• **Exercise instructions**:
Each line that includes the word "white" should be copied from the records.

[[ Exercise input open ]]

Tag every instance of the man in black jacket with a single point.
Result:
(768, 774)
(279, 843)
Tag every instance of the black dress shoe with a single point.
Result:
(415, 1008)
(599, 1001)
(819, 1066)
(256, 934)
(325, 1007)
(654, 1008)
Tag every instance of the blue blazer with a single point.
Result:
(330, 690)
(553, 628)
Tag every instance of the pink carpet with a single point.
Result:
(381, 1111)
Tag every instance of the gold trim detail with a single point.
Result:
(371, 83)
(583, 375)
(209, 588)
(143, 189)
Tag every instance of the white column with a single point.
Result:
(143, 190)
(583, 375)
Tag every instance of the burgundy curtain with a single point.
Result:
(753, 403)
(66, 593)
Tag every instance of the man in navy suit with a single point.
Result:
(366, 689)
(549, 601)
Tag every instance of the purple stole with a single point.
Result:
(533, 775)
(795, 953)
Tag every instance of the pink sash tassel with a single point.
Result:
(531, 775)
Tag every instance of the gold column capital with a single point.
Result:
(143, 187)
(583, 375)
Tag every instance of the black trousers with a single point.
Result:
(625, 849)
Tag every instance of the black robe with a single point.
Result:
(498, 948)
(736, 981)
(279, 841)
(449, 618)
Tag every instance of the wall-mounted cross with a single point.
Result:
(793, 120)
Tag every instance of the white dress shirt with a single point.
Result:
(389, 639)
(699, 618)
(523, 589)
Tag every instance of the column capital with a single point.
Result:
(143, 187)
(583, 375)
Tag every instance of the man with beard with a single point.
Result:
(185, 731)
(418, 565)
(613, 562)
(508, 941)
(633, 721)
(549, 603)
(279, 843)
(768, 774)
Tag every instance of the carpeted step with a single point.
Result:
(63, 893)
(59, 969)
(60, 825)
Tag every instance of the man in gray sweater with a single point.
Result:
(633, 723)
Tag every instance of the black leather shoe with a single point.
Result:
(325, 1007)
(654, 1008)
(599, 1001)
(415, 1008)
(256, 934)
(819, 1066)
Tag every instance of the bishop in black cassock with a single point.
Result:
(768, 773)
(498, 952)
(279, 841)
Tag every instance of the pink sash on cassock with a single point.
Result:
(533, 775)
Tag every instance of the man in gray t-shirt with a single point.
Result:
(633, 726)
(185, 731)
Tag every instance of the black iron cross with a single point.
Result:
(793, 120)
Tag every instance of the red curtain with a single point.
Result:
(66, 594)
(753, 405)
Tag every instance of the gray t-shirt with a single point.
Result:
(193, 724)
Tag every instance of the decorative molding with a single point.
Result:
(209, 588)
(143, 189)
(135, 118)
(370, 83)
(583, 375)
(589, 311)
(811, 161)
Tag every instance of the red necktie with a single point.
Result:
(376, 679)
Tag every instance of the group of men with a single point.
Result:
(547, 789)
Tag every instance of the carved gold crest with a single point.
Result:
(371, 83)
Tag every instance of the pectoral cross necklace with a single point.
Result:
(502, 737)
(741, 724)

[[ Exercise input closed ]]

• **Solution to the problem**:
Tag every instance of the white column with a single point.
Tag every instance of the white dress shirt with a single point.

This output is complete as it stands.